Jesus was born in Bethlehem. There is no doubt about this—it is an historical fact. The strange thing, however, is this: far away from the so-called Holy Land, far away from the genuine religion, far away from the temple, far away from the Jewish religious center, far away from the priests, the scribes, the Pharisees, and all the religious people, was a star showing something of Christ in a heathen land. It did not appear to the Jews, but to the Gentiles, the heathen. In all Christianity, all the preachers, ministers, and pastors tell people that they must find Christ and know Christ by the Bible. But the first case of finding Christ in the Scriptures was not by the Bible. The wise men did not have any Bible knowledge—they did not even have a Bible.

— TASK REQUIREMENTS —
(a) In the passage about the star and the wise men, to whom did the star appear?
(b) Name every title the passage about the wise men gives for the people in Christianity who tell others they must find Christ by the Bible.
(c) Carry on the passage about the wise men and the star from its last sentence.
Nothing in the material is needed for this work.

— GIVEN MATERIAL —
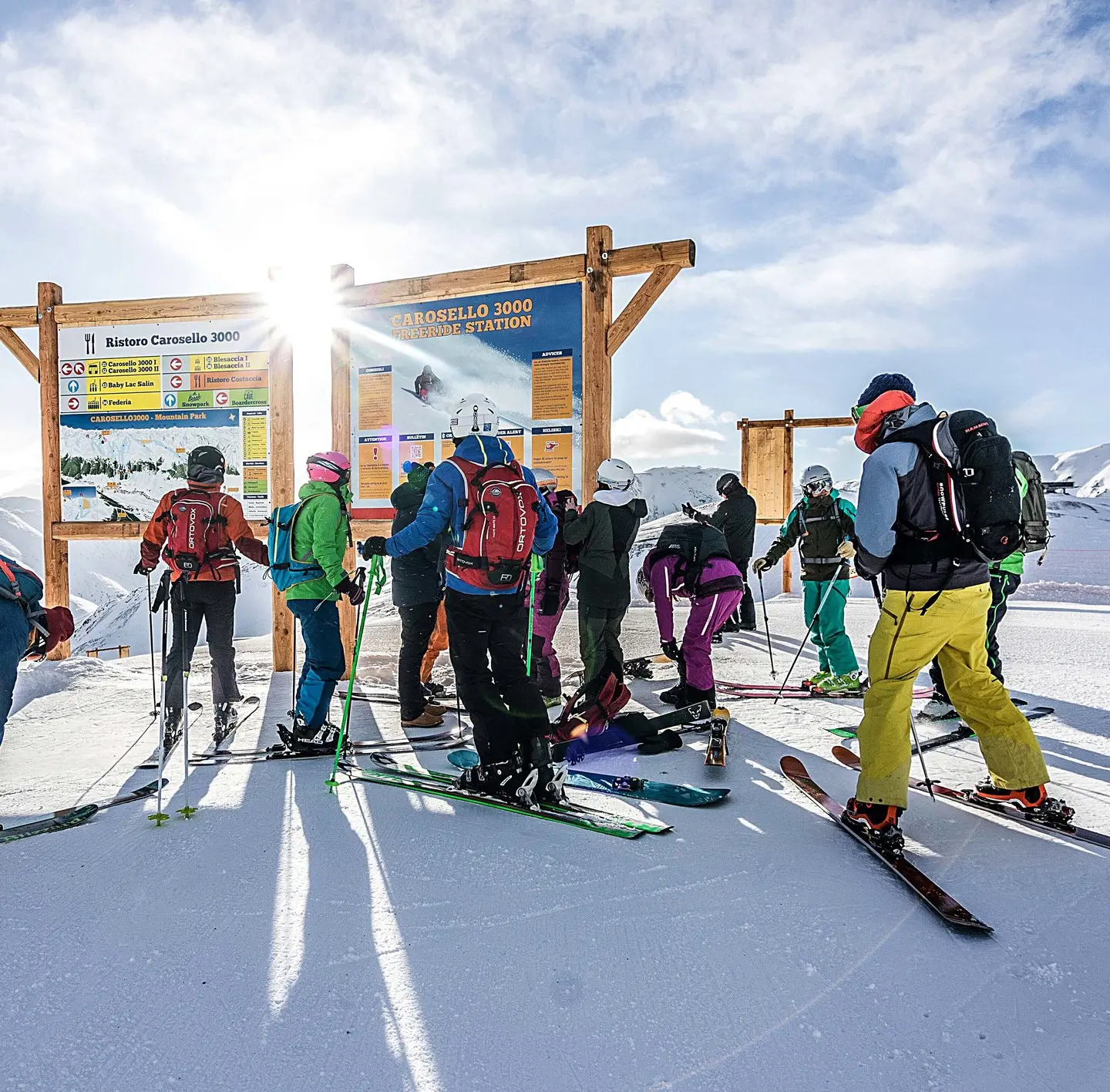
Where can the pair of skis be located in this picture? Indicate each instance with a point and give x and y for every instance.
(75, 817)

— TASK-BY-TASK OUTPUTS —
(a) It appeared to the Gentiles, the heathen, not to the Jews.

(b) Preachers, ministers, pastors

(c)
Merely to hold the Bible in your hand and read Micah 5:2, saying that Christ will be born in Bethlehem, does not work. You may say after you have read it that you have got it, but you have not seen it. You have got it, but nothing has happened to you. Those chief priests and scribes knew the Bible so well, but the Lord did not go to them. He went far away to a heathen land to reveal this matter to some heathen, not through the Scriptures, but through something which human hands can never touch—a heavenly star. You may have the Bible, yet you may miss the star. To hold the Book in your hand is easy, but to wait and look unto the star is rather difficult. You simply don’t know when and where the star will appear. You may study the Scriptures and obtain a degree in that, and you may learn all that the Bible has to say about Christ, but you simply cannot determine when the star will come. The Book was with the Jewish people, the religious people, but the star appeared to the heathen. Have you seen this? We may think that the star should have appeared to those priests praying in the temple, but it appeared to some pagans far away from the temple.

Oh, we all must see this star. It is not a matter of seeing the Bible, but absolutely of seeing the star. What is the star? The star is the living revelation, the living vision, not the old and dead knowledge of the Scriptures, not the dead knowledge of Micah 5:2. What we need today is not merely Bible knowledge, but the heavenly vision, the instant vision, the living vision, the vision that human concept can never teach.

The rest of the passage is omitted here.